* **REQUIRED WORK**
Please rewrite the stretch from the first of the rows through the line containing "0,0 -> 17,110" as a numbered list, leaving out any blank lines.

[EXERCISE MATERIALS start]

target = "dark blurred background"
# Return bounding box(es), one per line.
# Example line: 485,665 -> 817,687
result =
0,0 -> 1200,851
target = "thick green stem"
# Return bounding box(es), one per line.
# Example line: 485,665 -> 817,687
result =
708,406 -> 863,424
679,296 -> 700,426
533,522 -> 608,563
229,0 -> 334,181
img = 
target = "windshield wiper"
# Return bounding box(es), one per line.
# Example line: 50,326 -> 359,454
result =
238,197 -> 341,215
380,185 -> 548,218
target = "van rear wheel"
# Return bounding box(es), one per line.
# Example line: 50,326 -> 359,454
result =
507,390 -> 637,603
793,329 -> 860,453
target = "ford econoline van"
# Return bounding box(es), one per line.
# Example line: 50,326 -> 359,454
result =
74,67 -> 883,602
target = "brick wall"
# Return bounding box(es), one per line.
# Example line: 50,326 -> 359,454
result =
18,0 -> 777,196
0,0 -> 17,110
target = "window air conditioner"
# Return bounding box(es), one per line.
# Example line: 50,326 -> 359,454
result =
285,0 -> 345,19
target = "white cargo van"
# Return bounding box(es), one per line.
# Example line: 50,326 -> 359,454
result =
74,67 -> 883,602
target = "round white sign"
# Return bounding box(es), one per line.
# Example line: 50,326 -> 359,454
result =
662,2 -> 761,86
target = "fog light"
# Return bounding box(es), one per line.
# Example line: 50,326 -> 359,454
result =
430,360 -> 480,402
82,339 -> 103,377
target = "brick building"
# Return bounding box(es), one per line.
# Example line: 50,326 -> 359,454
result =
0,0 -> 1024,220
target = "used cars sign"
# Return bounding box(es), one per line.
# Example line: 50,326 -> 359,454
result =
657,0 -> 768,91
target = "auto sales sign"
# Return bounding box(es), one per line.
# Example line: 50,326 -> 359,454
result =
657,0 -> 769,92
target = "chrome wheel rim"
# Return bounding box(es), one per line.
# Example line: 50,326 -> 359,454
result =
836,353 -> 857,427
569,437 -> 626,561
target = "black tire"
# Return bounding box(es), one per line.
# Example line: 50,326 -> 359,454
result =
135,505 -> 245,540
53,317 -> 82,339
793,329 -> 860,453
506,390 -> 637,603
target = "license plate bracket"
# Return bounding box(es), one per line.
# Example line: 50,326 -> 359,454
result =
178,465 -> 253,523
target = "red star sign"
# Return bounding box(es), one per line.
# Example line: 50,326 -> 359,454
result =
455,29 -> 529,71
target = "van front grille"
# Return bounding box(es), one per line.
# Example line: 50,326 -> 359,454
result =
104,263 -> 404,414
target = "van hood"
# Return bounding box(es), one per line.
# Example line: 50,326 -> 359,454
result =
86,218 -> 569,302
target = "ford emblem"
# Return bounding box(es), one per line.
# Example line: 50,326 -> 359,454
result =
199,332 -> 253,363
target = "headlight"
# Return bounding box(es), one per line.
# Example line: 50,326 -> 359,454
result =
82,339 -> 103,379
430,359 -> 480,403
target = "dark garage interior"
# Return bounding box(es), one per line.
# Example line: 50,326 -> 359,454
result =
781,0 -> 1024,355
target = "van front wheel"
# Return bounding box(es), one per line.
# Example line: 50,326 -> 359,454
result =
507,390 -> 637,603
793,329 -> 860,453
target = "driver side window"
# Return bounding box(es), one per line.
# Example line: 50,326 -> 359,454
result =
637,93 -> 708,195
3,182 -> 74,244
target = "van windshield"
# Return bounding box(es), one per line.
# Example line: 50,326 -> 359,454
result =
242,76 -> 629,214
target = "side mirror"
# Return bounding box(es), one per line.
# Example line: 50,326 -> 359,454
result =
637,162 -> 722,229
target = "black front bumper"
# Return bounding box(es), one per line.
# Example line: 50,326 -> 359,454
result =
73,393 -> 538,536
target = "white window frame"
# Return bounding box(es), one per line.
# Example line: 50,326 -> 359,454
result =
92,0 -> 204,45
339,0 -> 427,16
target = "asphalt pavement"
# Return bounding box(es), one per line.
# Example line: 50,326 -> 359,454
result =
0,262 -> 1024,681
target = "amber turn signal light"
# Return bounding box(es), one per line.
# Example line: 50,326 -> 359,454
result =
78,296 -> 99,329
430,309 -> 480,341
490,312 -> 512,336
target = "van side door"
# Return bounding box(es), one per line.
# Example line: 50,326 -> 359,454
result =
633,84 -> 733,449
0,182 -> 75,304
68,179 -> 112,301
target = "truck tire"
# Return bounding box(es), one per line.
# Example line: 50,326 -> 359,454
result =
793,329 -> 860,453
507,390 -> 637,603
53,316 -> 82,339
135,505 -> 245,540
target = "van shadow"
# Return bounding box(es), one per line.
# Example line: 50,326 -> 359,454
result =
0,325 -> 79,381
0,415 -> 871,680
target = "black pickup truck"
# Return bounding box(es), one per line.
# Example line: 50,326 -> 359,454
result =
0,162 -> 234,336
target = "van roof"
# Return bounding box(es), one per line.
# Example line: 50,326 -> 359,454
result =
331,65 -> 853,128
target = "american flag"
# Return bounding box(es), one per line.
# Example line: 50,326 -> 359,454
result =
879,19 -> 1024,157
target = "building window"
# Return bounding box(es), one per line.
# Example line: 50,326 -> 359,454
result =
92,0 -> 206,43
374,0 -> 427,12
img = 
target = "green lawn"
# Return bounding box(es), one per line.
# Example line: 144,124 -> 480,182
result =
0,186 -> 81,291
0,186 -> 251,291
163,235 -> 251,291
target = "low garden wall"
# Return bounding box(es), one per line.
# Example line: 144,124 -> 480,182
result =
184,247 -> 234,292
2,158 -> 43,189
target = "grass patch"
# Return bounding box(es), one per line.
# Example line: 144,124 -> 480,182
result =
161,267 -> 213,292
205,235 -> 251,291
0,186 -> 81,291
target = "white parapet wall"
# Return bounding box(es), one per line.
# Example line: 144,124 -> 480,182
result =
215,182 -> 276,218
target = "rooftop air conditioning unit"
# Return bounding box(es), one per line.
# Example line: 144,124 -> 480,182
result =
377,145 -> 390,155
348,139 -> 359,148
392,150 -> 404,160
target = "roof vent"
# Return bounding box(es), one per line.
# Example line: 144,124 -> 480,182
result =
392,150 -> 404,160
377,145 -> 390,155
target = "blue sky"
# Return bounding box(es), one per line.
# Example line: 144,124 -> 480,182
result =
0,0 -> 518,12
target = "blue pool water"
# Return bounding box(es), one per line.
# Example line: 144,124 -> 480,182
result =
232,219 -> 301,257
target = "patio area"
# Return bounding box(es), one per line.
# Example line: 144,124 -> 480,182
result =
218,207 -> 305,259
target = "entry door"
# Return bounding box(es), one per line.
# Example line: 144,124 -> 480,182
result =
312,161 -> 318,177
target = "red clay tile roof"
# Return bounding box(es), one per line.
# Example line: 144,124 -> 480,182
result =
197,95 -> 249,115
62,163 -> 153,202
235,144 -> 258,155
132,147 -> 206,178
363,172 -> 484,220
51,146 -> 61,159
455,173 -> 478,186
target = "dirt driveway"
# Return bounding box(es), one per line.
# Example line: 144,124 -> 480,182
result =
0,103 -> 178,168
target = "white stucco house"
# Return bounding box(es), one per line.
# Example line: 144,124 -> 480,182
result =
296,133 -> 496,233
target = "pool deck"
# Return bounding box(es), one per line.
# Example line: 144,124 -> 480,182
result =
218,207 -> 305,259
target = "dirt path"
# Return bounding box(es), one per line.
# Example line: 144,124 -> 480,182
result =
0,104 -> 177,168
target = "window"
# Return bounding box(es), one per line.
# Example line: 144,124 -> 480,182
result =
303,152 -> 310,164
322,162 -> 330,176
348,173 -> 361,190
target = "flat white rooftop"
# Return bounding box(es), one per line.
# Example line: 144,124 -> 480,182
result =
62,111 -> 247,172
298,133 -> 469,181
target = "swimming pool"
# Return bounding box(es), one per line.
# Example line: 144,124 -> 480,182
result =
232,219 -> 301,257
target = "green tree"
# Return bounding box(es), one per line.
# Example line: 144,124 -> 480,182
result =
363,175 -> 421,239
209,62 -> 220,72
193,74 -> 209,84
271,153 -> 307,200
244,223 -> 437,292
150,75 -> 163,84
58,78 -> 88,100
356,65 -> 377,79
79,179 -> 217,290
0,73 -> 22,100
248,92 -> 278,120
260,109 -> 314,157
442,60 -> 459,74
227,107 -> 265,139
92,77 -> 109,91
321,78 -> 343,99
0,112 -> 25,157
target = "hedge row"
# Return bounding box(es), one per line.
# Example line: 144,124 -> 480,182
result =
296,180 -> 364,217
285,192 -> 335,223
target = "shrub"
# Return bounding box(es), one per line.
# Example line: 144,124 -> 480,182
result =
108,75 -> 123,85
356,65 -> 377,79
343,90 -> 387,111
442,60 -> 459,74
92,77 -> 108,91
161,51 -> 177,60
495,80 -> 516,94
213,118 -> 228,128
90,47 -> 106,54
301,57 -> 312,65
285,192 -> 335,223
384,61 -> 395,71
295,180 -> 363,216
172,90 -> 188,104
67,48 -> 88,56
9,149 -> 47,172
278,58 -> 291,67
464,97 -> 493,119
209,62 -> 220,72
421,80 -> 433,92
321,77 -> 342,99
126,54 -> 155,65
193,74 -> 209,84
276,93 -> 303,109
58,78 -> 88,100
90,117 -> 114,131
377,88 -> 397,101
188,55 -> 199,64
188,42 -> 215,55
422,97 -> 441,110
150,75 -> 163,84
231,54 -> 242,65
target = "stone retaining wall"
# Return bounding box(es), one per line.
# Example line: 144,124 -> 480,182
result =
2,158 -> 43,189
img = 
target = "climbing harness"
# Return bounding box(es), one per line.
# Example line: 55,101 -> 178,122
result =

[EXERCISE MATERIALS end]

* **TASK ANSWER**
1. target = "dark blurred background"
2. # Return bounding box(es), one per line.
3. # Example line: 485,665 -> 817,687
4. result =
5. 0,0 -> 1200,851
6. target = "thick green stem"
7. # Return bounding box(es), one per line.
8. # Example line: 485,665 -> 817,687
9. result =
10. 708,406 -> 863,424
11. 679,296 -> 700,426
12. 533,522 -> 608,563
13. 229,0 -> 334,181
14. img = 
15. target = "windshield wiper"
16. # Return bounding box(es), one per line.
17. # Example line: 50,326 -> 359,454
18. result =
19. 238,197 -> 341,215
20. 380,185 -> 548,218
21. target = "van rear wheel"
22. # Return bounding box(es), one per line.
23. # Example line: 50,326 -> 359,454
24. result =
25. 507,390 -> 637,603
26. 793,329 -> 860,453
27. target = "ford econoline van"
28. # Return bounding box(es), one per line.
29. # Example line: 50,326 -> 359,454
30. result =
31. 74,67 -> 883,602
32. target = "brick wall"
33. # Return bounding box(es), one per line.
34. # Example line: 50,326 -> 359,454
35. result =
36. 18,0 -> 777,196
37. 0,0 -> 17,110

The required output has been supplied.